═══ Records supplied ═══
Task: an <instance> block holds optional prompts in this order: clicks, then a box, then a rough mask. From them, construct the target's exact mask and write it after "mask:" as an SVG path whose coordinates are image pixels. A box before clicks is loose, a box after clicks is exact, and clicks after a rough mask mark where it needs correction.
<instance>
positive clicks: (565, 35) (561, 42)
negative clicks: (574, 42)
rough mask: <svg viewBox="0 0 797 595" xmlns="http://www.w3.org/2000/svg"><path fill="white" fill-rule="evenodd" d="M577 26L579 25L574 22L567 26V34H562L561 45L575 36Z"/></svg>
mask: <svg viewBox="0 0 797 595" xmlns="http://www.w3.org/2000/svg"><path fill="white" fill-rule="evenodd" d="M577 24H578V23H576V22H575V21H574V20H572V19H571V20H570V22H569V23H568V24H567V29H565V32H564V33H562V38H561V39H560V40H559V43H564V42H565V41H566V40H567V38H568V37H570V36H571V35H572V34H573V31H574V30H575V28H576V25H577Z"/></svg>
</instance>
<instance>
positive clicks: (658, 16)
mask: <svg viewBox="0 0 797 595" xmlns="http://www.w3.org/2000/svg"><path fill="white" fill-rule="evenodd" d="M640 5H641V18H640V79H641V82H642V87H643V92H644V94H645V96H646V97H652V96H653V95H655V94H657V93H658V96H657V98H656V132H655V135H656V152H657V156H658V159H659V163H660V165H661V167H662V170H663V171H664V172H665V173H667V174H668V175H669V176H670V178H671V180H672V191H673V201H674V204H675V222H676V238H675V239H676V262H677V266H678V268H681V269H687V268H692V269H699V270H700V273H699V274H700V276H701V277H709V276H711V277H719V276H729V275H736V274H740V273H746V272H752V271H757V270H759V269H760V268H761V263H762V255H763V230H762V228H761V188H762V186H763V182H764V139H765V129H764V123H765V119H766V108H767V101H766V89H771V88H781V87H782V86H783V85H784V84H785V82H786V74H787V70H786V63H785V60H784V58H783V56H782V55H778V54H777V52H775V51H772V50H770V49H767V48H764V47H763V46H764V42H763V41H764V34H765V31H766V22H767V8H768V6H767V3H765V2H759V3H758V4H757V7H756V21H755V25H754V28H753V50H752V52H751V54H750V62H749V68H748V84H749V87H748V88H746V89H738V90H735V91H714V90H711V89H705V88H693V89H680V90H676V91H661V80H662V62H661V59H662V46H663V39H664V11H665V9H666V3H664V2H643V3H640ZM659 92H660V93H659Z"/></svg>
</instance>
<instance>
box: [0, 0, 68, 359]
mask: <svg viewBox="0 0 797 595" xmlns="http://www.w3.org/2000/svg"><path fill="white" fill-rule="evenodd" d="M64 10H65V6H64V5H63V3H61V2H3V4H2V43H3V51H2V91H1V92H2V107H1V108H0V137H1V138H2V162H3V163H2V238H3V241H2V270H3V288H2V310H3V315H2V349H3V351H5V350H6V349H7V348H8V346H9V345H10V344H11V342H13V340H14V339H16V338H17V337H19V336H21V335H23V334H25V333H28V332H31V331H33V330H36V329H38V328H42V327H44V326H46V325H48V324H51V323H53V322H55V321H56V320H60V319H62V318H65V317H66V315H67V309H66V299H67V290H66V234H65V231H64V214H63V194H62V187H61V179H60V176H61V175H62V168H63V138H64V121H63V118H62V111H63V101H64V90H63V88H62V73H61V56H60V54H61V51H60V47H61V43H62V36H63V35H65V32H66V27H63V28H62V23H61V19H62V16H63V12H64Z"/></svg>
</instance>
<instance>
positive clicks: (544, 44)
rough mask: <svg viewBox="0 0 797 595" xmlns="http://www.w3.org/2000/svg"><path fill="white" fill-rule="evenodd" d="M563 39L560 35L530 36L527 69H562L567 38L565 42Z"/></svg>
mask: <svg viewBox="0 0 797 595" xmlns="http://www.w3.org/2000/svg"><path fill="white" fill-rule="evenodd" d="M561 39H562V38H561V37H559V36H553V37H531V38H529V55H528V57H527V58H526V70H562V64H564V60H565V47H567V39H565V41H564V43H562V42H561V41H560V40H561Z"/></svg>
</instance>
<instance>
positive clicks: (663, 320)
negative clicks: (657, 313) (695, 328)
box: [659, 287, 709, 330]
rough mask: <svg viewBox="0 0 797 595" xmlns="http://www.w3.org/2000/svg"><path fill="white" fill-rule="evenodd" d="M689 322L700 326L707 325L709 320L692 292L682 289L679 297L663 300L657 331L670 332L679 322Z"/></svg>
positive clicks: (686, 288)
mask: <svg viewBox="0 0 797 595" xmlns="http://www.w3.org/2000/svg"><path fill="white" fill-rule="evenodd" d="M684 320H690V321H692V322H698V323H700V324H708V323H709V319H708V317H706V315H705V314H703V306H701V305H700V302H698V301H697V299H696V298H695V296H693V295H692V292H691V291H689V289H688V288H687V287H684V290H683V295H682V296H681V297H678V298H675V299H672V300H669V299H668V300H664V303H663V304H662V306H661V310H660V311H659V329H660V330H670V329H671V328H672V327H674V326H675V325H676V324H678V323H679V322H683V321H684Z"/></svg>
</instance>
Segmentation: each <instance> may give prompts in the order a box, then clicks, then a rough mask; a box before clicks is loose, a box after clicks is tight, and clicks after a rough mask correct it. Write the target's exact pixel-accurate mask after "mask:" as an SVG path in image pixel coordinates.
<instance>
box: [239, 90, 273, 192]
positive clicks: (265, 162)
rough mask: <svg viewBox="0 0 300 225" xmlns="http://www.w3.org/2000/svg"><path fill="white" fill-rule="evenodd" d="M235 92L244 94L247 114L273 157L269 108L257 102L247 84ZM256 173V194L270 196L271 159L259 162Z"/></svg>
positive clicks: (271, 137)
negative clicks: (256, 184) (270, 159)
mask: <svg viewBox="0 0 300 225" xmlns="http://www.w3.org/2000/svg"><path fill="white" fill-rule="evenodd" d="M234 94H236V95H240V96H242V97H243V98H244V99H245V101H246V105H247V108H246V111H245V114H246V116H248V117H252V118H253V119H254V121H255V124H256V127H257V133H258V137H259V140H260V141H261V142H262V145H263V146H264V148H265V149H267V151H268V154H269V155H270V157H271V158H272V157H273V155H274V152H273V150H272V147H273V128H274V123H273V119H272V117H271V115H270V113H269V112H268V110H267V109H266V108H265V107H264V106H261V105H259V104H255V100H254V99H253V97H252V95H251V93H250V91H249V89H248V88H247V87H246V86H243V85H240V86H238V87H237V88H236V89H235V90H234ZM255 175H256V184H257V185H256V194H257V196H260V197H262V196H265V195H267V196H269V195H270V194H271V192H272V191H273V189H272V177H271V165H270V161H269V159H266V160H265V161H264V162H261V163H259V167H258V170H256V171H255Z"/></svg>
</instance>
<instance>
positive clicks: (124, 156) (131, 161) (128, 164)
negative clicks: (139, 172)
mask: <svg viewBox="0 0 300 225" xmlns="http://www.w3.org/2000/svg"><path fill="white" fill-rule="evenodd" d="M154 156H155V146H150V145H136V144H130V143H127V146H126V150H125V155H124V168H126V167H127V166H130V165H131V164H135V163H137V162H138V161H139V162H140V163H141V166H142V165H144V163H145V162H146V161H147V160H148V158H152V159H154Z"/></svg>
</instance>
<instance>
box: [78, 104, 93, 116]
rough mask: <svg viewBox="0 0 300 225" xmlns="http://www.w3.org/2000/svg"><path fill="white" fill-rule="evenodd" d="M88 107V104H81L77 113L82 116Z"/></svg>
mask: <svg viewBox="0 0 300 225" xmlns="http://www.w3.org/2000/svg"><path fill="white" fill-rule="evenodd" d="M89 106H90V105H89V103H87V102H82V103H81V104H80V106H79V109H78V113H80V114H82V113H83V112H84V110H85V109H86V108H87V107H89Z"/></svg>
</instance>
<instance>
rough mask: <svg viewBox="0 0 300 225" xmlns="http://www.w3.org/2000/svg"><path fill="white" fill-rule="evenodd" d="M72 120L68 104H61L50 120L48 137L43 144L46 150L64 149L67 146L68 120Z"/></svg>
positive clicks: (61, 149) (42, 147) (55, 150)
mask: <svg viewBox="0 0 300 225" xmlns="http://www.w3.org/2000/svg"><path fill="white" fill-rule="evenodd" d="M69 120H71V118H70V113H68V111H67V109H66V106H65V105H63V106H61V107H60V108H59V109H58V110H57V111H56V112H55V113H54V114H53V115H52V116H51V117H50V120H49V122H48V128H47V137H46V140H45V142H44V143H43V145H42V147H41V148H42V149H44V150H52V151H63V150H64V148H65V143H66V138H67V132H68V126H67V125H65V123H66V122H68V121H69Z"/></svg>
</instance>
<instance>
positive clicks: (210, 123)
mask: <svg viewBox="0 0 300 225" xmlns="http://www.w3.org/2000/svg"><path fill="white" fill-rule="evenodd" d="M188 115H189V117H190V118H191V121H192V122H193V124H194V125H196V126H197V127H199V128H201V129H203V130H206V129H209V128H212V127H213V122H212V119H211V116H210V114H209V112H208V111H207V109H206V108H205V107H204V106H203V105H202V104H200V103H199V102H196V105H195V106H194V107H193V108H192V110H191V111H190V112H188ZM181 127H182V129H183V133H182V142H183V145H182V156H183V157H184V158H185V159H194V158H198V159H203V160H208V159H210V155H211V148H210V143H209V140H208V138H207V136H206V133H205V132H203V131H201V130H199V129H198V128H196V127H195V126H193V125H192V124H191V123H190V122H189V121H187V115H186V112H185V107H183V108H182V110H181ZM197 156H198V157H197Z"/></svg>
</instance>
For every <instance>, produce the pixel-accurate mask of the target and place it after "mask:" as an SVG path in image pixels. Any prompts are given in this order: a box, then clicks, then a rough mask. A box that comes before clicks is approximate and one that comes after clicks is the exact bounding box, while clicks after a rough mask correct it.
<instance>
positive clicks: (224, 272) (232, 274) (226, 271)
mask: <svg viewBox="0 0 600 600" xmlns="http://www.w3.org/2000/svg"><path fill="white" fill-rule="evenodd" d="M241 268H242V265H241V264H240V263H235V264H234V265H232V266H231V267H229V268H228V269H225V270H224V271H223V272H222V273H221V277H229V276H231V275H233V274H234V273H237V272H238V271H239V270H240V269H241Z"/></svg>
═══
* What the task asks *
Count how many lines of the items above contain the word "negative", treating uppercase and lowercase as different, and give only that number.

* Written response *
4